WHAT TO DO -
Convert the entries that begin with the line containing "the orange building." and end with the line containing "(1088, 172)", including both of those lines, into a two-column CSV with the headers instruction and points. Give one row per entry, putting each field in double quotes and replacing any line breaks inside a field with spaces.

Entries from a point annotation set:
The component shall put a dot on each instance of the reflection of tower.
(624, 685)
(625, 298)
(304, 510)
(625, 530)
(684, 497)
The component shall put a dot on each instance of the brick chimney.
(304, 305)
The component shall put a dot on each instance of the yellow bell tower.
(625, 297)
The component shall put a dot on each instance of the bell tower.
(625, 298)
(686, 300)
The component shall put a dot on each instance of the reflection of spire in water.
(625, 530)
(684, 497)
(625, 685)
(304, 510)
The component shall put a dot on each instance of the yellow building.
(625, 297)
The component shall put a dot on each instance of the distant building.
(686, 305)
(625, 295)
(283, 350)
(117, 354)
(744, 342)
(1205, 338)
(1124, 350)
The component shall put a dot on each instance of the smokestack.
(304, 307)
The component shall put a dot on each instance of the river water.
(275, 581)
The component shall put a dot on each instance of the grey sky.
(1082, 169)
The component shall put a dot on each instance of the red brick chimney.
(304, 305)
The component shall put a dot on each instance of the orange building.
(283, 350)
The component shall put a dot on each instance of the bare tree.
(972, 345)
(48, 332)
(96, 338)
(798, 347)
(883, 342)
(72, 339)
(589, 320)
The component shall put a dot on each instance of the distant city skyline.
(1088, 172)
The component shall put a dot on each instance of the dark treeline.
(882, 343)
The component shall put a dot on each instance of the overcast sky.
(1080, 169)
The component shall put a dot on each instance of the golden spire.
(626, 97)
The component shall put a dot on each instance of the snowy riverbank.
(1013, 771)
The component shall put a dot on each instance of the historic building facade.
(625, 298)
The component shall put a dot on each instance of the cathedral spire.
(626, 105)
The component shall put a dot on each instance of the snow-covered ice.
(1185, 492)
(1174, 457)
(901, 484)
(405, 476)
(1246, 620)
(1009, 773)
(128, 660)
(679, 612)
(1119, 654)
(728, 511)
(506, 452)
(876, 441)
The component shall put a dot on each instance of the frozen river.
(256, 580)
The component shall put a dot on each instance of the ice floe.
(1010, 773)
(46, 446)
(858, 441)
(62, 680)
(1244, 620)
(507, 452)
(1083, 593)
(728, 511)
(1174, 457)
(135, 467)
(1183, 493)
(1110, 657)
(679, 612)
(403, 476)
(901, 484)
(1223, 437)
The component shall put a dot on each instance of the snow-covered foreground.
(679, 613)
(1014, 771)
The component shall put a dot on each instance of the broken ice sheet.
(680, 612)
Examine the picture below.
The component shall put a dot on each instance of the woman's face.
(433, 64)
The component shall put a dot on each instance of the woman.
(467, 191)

RESULT OF THE EXERCISE -
instruction,points
"The component shall put a dot on each instance of the orange building.","(283, 350)"
"The component shall put a dot on each instance of the bare tree.","(972, 345) (48, 332) (96, 338) (798, 347) (883, 342) (72, 339) (589, 320)"
"The component shall put a dot on each instance of the distant city skyline.","(1088, 172)"